─── Material provided ───

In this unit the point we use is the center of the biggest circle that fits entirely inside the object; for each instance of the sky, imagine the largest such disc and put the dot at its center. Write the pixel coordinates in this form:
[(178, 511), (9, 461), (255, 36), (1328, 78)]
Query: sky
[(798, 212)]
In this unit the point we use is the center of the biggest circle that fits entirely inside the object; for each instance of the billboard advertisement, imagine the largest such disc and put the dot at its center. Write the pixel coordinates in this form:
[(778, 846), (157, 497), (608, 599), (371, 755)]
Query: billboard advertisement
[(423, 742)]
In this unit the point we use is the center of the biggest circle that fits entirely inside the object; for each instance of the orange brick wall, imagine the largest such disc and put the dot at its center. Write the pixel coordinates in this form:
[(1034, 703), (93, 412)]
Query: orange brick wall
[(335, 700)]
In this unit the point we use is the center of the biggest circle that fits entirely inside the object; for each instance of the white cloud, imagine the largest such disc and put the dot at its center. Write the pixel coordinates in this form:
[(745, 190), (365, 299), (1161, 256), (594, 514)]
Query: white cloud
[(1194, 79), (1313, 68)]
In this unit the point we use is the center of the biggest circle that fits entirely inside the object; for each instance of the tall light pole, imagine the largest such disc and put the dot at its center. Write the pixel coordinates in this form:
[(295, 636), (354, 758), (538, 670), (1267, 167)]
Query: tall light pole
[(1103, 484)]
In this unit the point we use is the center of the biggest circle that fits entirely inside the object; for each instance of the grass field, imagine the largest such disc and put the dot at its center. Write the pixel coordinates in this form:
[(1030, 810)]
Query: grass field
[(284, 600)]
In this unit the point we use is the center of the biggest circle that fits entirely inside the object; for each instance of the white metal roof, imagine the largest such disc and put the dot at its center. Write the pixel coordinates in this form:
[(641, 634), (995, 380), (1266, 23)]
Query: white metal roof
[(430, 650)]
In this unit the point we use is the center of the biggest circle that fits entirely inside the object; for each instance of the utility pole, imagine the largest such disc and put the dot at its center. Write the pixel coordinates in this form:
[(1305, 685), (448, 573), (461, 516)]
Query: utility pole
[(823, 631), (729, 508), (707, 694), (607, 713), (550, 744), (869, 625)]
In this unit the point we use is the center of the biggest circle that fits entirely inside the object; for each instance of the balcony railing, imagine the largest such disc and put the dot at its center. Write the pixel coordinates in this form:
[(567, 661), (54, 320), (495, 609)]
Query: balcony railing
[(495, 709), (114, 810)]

───

◆ What you need to do
Please rescale the records from the line with "of the orange" to the line with "[(335, 700)]", both included, by rewriting those lines in full with the requests, multiplying each answer coordinate by 1.15, and rounding to whole numbers with halves going up. Leave the sample coordinates and request wording unchanged, and return only these lines.

◆ Problem solution
In this unit the point we use is the center of the biggest circle that fits entirely inside the object; for each instance of the orange brick wall, imagine the largest such disc and put the dot at its center. Write the pixel coordinates in this form:
[(1034, 703), (93, 412)]
Query: orange brick wall
[(385, 805)]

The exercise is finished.